--- TASK PROMPT ---
Starting at the first line, copy the data below through to the end, exactly.

--- Stored data entries ---
=== Begin Enclosure ===

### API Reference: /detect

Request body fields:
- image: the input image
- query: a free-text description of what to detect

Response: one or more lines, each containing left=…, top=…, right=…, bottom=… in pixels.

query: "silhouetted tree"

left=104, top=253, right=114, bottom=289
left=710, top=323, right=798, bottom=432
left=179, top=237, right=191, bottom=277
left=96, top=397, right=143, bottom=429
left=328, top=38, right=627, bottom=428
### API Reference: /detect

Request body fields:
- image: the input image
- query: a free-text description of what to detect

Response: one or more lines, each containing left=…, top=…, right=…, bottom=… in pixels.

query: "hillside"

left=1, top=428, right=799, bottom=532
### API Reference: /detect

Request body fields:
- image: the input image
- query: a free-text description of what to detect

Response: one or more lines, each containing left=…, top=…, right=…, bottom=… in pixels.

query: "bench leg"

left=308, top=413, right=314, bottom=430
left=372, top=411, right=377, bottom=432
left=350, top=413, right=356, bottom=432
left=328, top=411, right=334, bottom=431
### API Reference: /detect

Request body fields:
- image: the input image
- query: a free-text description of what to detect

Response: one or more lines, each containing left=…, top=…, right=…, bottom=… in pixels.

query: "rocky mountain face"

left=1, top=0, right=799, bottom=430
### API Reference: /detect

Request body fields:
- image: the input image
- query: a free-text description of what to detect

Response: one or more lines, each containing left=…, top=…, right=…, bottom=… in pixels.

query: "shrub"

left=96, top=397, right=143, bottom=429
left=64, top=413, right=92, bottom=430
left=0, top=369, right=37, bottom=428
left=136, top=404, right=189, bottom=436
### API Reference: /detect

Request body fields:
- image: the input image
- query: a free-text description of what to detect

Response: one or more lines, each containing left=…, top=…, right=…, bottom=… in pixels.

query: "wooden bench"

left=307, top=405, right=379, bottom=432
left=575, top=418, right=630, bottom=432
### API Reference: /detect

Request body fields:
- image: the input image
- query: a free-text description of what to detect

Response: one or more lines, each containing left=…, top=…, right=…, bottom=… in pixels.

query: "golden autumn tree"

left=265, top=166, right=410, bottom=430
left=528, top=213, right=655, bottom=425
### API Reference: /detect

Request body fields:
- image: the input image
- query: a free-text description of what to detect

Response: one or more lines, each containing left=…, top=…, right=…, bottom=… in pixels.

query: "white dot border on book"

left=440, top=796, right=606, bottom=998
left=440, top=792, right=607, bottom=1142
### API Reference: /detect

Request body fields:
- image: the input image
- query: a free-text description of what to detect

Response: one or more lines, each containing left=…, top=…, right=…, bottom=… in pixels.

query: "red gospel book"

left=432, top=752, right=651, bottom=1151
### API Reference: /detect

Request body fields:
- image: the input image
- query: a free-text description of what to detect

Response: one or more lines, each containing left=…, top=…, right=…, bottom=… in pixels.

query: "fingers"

=== End Enclosure ===

--- TASK RESULT ---
### API Reference: /detect

Request body fields:
- image: the input image
- query: a free-text description of what to detect

Response: one or more lines, each containing left=…, top=…, right=…, bottom=… in pixels.

query: "silhouetted tree"

left=104, top=253, right=114, bottom=289
left=710, top=323, right=798, bottom=432
left=179, top=237, right=191, bottom=277
left=96, top=397, right=143, bottom=429
left=328, top=38, right=627, bottom=428
### API Reference: /detect

Request body fields:
- image: the input image
- query: a free-text description of what to detect

Response: one or more lines, each containing left=…, top=…, right=…, bottom=… in pixels.

query: "hillside"

left=1, top=428, right=799, bottom=532
### API Reference: /detect

Request body fields:
- image: the input image
- query: a free-text description of what to detect

Response: one or more lines, each containing left=…, top=…, right=…, bottom=… in pixels.

query: "bench leg"

left=308, top=413, right=314, bottom=430
left=372, top=411, right=377, bottom=432
left=350, top=413, right=356, bottom=432
left=328, top=411, right=334, bottom=431
### API Reference: /detect

Request body fields:
- image: the input image
- query: a free-text description of what to detect

Response: one or more lines, each containing left=…, top=…, right=…, bottom=… in pixels.

query: "rocky mountain face"

left=1, top=0, right=799, bottom=430
### API Reference: /detect

Request body fields:
- image: the input image
- query: a free-text description of what to detect

Response: one or more lines, each containing left=…, top=…, right=…, bottom=… in pixels.

query: "shrub"

left=96, top=397, right=143, bottom=429
left=64, top=413, right=92, bottom=430
left=0, top=369, right=37, bottom=428
left=136, top=404, right=189, bottom=436
### API Reference: /detect

Request body fields:
- image: the input image
- query: a free-text description of what to detect

Response: one or more lines, each containing left=…, top=…, right=…, bottom=… in pixels.

query: "wooden bench"

left=307, top=405, right=379, bottom=432
left=575, top=418, right=630, bottom=432
### API Reference: /detect

Request body fields:
- image: the input image
- query: a free-text description of what to detect

Response: one or more lines, each containing left=…, top=…, right=…, bottom=… in pixels.

query: "golden autumn tree"

left=265, top=166, right=410, bottom=430
left=528, top=213, right=655, bottom=425
### API Reference: /detect

Request body fields:
- image: the input image
- query: a free-text description of what to detect

Response: one or more lines, each containing left=…, top=…, right=…, bottom=… in pixels.

query: "white dot border on book"

left=440, top=796, right=606, bottom=998
left=440, top=792, right=607, bottom=1142
### API Reference: /detect

Request body fields:
- image: the input image
- query: a free-text description of what to detect

Response: one or more lines, each containing left=…, top=…, right=…, bottom=… in pixels.

query: "red gospel book"

left=432, top=752, right=651, bottom=1151
### API Reference: /detect

Request body fields:
- image: the input image
- query: a free-text description of what to detect

Response: one or more lines, each containing left=…, top=…, right=…, bottom=… in pixels.

query: "fingers"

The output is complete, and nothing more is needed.